Unprocessed records:
+ + + + +
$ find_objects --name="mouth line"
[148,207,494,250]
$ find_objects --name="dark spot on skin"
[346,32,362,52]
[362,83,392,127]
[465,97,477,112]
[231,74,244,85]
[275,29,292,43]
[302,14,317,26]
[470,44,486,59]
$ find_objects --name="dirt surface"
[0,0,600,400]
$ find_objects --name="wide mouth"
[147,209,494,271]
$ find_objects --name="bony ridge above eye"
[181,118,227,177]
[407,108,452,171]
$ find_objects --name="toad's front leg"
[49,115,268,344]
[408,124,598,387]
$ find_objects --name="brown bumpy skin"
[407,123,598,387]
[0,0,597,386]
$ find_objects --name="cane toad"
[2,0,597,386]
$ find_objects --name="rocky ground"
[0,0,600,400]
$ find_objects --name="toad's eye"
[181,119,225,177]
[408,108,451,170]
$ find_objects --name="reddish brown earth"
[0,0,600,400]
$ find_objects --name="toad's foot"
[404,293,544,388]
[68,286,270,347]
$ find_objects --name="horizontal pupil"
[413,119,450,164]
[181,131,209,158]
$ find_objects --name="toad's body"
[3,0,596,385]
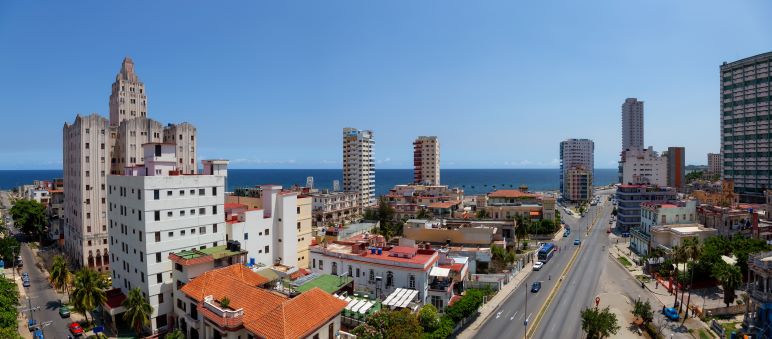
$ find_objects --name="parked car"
[662,307,678,321]
[59,306,70,318]
[69,322,83,336]
[531,281,541,293]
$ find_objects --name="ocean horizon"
[0,168,617,195]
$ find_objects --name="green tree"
[49,255,70,292]
[633,300,654,325]
[164,328,185,339]
[681,238,702,324]
[418,304,440,332]
[581,306,619,339]
[70,268,107,321]
[713,262,742,307]
[11,199,46,236]
[123,288,153,337]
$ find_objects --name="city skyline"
[0,2,772,169]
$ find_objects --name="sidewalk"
[457,227,564,339]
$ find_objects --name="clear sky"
[0,0,772,169]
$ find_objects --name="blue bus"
[538,242,555,263]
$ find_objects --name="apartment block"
[62,114,110,272]
[560,139,595,201]
[720,52,772,203]
[413,136,440,186]
[343,127,375,207]
[619,147,668,187]
[107,143,227,331]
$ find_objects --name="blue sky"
[0,0,772,169]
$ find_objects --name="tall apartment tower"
[62,113,110,272]
[560,139,595,201]
[667,147,686,192]
[413,136,440,186]
[163,122,198,174]
[720,52,772,203]
[110,57,147,126]
[708,153,721,175]
[343,127,375,206]
[107,143,230,331]
[622,98,643,151]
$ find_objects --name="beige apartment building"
[413,136,440,186]
[62,57,197,271]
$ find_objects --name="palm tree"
[670,245,686,313]
[71,268,107,321]
[123,288,154,338]
[681,238,702,324]
[49,255,70,292]
[166,328,185,339]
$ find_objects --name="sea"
[0,168,617,195]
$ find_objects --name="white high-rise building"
[708,153,721,174]
[620,147,668,187]
[413,136,440,186]
[62,58,196,271]
[560,139,595,200]
[62,113,110,272]
[622,98,643,151]
[343,127,375,206]
[107,143,227,331]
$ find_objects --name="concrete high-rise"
[343,127,375,207]
[62,57,196,271]
[62,113,110,272]
[667,147,686,192]
[413,136,440,186]
[110,57,147,126]
[560,139,595,201]
[708,153,721,175]
[622,98,643,151]
[720,52,772,203]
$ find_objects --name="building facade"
[720,52,772,203]
[413,136,440,186]
[667,147,686,192]
[343,127,375,207]
[616,185,677,232]
[107,143,227,331]
[622,98,644,151]
[560,139,595,199]
[62,114,110,272]
[620,147,668,186]
[708,153,721,175]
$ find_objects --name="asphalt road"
[475,197,611,339]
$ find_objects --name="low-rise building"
[175,264,347,339]
[651,223,718,252]
[616,185,677,232]
[630,200,697,255]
+ + + + +
Please locate each line in the records above that contains the word "brown", and copy those lines.

$ find_objects --name="brown bumpy skin"
$ find_objects --name="reddish brown earth"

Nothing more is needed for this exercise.